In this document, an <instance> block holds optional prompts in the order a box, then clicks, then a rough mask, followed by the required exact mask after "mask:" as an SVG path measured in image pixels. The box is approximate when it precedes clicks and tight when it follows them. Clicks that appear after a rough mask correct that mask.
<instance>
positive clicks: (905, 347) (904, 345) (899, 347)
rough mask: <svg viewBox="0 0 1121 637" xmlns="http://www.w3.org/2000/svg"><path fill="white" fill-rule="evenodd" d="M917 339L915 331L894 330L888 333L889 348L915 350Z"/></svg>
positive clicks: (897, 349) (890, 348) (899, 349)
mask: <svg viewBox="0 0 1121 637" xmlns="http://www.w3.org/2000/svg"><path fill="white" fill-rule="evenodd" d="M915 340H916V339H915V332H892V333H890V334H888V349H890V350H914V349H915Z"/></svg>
==
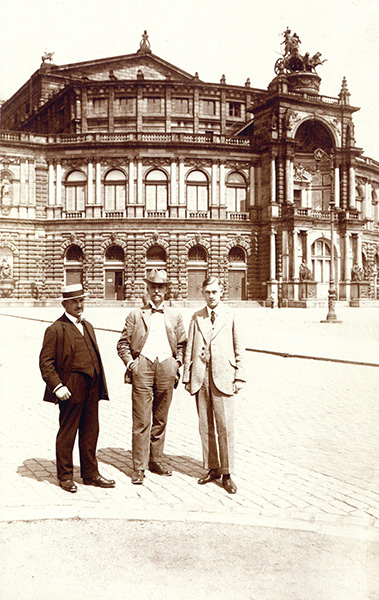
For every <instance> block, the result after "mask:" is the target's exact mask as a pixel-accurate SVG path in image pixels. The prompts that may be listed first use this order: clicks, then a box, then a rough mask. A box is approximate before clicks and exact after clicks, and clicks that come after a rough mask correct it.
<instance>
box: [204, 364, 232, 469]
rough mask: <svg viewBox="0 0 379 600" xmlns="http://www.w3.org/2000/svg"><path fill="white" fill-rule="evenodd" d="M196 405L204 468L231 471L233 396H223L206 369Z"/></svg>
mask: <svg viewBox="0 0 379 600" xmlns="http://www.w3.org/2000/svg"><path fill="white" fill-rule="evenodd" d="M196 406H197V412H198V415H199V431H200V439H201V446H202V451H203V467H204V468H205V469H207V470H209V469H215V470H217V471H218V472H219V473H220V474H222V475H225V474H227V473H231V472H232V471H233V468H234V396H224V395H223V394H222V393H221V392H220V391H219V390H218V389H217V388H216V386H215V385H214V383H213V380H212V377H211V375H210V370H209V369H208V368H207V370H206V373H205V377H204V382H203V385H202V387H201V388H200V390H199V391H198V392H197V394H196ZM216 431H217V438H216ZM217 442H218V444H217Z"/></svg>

» TRY IT
All that belongs in the answer is the run of lines above from the line containing "In this document, an" through the line containing "positive clicks: (905, 347)", exactly as written.

» TASK OUTPUT
In this document, an <instance> block holds optional prompts in the order a box, then clicks, then a rough mask, followed by the required exact mask after "mask:" as an SVG path measured in image pixels. The box is approximate when it precedes clicks and tight when it follows them. Clicks that appear after a rough mask correct that mask.
<instance>
positive clicks: (905, 347) (904, 345) (899, 347)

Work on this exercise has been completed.